_How to complete this task_: Only the lines from the one containing "black-framed glasses. Return only the coordinates." through the end of the entries should be repeated, exactly as they appear, first and last included.

Collected data entries
»»
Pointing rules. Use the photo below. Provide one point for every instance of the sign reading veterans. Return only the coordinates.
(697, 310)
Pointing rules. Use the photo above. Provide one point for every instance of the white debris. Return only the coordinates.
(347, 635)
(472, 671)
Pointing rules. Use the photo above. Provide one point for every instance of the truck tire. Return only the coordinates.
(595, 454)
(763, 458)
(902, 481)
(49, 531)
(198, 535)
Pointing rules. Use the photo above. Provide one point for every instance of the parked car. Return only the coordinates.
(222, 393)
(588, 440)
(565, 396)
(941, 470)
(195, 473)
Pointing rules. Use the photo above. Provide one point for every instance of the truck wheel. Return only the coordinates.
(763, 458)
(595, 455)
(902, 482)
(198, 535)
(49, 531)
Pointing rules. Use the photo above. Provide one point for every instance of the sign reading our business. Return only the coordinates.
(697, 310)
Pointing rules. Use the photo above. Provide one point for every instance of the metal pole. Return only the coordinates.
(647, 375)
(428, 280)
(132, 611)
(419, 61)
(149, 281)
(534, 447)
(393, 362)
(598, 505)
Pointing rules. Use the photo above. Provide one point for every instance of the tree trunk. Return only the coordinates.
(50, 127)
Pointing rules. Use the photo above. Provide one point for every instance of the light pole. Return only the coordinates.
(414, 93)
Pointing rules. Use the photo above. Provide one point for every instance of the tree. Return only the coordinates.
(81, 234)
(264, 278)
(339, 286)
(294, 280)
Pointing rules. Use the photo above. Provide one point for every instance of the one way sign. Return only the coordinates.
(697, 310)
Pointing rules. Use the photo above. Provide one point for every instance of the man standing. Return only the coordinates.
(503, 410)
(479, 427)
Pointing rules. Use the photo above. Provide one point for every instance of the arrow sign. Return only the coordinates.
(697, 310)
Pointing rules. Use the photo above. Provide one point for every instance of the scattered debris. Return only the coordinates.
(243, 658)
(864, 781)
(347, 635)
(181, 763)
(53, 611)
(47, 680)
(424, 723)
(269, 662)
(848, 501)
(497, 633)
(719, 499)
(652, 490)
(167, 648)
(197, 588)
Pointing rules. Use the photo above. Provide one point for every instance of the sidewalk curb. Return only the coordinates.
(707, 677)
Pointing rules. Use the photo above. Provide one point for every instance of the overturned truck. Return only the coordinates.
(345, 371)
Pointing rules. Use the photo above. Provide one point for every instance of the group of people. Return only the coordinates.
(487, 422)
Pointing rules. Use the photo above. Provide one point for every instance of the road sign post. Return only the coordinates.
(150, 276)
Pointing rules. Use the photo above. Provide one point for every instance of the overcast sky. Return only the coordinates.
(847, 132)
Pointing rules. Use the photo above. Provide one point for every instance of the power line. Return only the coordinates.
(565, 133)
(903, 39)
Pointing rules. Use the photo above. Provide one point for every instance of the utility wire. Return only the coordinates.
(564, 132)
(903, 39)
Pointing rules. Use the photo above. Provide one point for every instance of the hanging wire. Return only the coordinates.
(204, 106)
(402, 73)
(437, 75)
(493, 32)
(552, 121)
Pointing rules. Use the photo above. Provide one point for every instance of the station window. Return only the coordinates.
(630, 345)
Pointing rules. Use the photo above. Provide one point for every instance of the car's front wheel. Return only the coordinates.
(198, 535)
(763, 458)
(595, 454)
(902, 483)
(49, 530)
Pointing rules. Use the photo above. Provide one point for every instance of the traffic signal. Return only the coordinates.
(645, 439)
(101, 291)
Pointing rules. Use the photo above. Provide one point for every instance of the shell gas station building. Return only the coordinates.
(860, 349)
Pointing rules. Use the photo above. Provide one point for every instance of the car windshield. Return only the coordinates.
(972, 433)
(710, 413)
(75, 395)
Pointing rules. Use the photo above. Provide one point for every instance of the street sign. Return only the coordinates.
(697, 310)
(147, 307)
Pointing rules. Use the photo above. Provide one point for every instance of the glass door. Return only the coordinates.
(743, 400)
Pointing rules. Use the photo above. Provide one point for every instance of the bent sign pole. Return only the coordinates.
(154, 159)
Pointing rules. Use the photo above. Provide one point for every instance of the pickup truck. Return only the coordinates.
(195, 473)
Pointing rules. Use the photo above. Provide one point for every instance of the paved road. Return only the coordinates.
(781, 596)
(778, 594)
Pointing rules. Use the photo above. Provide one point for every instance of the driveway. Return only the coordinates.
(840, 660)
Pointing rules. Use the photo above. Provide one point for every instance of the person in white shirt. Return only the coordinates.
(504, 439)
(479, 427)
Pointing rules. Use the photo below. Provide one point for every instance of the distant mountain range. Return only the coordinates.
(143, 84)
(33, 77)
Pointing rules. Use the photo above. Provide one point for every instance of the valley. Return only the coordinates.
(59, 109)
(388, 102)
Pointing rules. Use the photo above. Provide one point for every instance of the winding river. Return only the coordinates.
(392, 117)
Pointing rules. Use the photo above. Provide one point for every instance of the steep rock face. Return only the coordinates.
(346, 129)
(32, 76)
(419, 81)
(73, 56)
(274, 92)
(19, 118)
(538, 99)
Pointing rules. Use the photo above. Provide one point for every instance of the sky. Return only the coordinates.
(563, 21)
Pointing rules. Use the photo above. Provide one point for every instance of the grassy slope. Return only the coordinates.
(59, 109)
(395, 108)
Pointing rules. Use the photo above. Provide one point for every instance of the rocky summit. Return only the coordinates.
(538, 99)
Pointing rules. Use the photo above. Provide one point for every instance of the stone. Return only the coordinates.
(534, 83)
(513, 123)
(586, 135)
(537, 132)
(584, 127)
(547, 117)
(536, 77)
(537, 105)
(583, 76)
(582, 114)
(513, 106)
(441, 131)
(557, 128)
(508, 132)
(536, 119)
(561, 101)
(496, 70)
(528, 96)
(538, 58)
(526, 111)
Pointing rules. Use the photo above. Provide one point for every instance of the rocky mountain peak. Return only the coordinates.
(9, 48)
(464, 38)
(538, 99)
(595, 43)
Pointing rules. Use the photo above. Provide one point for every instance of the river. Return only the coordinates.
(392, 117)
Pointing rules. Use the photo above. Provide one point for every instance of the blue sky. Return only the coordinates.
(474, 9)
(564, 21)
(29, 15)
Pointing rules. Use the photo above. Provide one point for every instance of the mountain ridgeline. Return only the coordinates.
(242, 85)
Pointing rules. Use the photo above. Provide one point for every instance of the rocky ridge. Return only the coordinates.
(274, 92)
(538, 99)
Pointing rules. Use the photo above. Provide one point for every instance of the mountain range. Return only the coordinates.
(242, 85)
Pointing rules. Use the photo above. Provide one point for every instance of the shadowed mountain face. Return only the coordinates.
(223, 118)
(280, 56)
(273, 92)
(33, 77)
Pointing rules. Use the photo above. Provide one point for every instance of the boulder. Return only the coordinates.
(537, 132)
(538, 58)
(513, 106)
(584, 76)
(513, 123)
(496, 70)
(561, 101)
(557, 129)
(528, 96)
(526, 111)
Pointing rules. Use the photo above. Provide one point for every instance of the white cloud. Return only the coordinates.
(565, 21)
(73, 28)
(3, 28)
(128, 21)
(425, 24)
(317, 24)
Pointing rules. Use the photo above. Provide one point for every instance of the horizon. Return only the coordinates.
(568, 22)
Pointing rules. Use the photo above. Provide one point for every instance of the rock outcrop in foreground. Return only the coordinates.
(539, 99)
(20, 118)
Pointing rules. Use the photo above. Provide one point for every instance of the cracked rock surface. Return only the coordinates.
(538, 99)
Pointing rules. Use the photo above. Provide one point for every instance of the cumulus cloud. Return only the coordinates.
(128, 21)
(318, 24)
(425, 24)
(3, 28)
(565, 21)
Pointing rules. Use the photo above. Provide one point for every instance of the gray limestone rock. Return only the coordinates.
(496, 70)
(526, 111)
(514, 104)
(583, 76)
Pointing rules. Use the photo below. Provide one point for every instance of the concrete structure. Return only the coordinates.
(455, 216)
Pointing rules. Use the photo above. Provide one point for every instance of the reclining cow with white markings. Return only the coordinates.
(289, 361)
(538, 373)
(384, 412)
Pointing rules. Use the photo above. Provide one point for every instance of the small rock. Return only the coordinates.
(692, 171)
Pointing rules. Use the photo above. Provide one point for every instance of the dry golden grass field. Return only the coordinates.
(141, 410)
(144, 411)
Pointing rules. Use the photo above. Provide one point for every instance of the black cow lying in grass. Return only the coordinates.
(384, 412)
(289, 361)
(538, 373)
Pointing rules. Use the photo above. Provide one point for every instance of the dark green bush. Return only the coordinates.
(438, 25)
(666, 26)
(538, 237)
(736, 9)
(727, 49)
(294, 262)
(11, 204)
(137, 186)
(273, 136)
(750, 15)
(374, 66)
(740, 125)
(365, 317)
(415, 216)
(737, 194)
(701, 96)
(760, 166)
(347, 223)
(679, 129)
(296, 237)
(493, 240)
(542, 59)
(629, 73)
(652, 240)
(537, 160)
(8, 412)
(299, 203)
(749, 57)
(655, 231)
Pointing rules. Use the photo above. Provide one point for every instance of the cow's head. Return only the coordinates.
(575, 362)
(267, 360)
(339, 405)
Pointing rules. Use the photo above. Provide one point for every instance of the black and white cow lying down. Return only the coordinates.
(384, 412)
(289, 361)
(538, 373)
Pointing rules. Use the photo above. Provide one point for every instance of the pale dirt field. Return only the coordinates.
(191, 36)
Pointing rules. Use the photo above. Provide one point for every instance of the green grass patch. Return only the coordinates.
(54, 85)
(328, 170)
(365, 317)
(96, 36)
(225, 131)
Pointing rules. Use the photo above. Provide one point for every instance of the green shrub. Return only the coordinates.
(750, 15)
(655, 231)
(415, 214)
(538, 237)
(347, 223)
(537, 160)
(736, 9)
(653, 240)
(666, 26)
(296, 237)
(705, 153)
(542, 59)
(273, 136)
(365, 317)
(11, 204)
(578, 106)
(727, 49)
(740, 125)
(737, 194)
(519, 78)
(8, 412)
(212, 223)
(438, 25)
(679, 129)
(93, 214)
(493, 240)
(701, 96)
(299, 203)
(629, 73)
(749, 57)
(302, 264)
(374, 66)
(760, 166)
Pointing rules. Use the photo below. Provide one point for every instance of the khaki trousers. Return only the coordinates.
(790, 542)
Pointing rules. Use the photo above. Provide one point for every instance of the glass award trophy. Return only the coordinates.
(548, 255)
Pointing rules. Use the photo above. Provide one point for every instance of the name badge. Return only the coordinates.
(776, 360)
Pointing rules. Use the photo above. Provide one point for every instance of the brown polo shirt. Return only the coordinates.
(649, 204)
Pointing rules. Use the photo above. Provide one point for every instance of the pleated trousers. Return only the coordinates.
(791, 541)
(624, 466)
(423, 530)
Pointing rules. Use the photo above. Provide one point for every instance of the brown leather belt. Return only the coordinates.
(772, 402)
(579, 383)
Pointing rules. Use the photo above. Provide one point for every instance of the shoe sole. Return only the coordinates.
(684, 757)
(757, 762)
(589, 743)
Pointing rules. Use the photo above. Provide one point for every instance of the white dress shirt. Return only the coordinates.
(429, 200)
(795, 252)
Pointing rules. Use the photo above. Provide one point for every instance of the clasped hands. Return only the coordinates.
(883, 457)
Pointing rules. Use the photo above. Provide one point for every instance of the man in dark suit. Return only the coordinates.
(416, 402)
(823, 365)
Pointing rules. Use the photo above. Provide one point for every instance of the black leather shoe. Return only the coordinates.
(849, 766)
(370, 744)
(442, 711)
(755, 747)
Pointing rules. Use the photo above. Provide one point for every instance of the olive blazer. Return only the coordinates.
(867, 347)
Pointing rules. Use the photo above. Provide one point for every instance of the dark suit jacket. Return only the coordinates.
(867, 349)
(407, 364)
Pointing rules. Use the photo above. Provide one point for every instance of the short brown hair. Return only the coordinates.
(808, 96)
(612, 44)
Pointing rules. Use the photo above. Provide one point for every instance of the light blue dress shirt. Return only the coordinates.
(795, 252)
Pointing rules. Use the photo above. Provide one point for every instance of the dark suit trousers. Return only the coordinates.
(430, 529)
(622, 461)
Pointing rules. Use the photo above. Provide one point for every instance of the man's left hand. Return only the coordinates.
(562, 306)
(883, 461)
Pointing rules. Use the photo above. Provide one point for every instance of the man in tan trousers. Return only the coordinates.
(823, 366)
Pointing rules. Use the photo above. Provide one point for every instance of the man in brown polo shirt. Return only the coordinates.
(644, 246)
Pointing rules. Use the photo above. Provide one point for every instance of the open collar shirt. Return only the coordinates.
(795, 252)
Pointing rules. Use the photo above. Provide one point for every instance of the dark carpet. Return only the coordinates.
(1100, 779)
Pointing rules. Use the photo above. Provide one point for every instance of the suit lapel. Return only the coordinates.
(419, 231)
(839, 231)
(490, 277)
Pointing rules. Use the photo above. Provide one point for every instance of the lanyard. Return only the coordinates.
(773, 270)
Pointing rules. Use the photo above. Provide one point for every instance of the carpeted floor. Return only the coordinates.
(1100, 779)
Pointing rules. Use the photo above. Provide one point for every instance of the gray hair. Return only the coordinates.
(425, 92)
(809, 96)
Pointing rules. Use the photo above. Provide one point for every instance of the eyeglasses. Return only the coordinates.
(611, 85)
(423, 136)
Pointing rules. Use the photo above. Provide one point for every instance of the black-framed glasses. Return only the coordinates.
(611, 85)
««
_Solution_:
Pointing rules. Use the photo above. Provide one point for every instance of the black-framed glasses. Return only the coordinates.
(611, 85)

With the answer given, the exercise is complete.